Un cómico serio

El pretexto que tiene el protagonista, Marcial, para contar su vida es que un misterioso doctor Gómez se lo propuso y él, que carece de estudios universitarios, pero tiene su propia filosofía de la vida y del mundo, aceptó el reto. Es autodidacta, seguro de sí mismo, habilidoso para contar anécdotas y chascarrillos, aunque algo extravagante: “A riesgo de que algún lector sofisticado se burle de mí, he de decir que a veces hago disertaciones sobre un tema cualquiera, solo por el gusto de oírme disertar, o me hago entrevistas a mí mismo, como si fuese famoso, un filósofo, un científico, un explorador, incluso un deportista o un asesino a sueldo, y sé responder con prontitud y hondura a todas mis preguntas, por enrevesadas o maliciosas que sean”. De hecho, Marcial quiere que su relato sea una historia de su vida, a la vez que un ensayo sobre sí mismo. Considera que las ofensas no se deben olvidar, porque son arranques espontáneos y, en consecuencia, siempre tienen algo de revelación de lo oculto, a diferencia de las disculpas que se pueden fingir, porque se hacen en frío. Por eso, reconoce que ha odiado mucho y ha aprendido a despreciar. Al final entenderemos por qué.

########################################

- _CONSIGNA 1_
¿Cómo se traduce al inglés la oración «Por eso, reconoce que ha odiado mucho y ha aprendido a despreciar.», tomada del texto sobre Marcial?
- _CONSIGNA 2_
Prosigue el texto sobre Marcial a partir de su última oración.
El material es independiente del texto sobre Marcial.

- _MATERIAL APORTADO_
########################################

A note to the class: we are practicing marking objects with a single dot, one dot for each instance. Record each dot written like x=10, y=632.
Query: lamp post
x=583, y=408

########################################

- _RESPUESTA ESCRITA 1_
That is why he admits that he has hated a great deal and has learned to despise.

- _RESPUESTA ESCRITA 2_
El narrador en primera persona que utiliza Luis Landero le da credibilidad a la historia y hace que nos sintamos confidentes de Marcial, que apela continuamente a los lectores, para demandarnos atención (“Y ahora escuchen bien lo que voy a decirles “), para plantearse preguntas que nos formularíamos nosotros (“Alguien dirá: ¿Y cómo alternar entonces con dignidad, sin ponerse a su altura, con gente soez?”); para considerarnos una amenaza (“Sin ir más lejos, ustedes mismos, quienes lean estas letras, son para mí unos extraños y, por tanto, una amenaza en ciernes”; o para proclamar que se siente vigilado por nosotros: “Sí, me siento vigilado por el lector, y oigo sus comentarios…”

Recuerda este punto de vista, su tono conversacional, al cuento El corazón delator de Allan Poe, donde el narrador, que se dirige continuamente al lector diciendo que es una persona normal, un día decide matar a un viejo, con la excusa de que no soporta el único ojo de éste, “el ojo de buitre” que lo llama él: “Escuchen y observen con cuánta cordura, con cuánta tranquilidad les cuento mi historia”.

Las disquisiciones le llevan a Marcial en ocasiones a contradecirse, pues, por ejemplo, pasa de considerarse autosuficiente y perfecto a dudar de sí mismo. Cualquier detalle o anécdota le suscita una especulación, por ejemplo, el hecho de no comerse el aperitivo que le pone una mesonera con la cerveza le hace pensar en una supuesta rivalidad en la que él a veces lo mordisquea, mientras ella, puesta en tensión, contempla inmóvil el gesto; o el cruce de miradas con Ibáñez, el presidente de la comunidad de vecinos, que generó, ya en la primera reunión, una naciente hostilidad entre ambos. Porque, como él mismo dice, “le gusta nadar en aguas profundas”, frente a la mayoría de las personas que “retozan en la superficie, despreocupados y felices”, apurando el presente.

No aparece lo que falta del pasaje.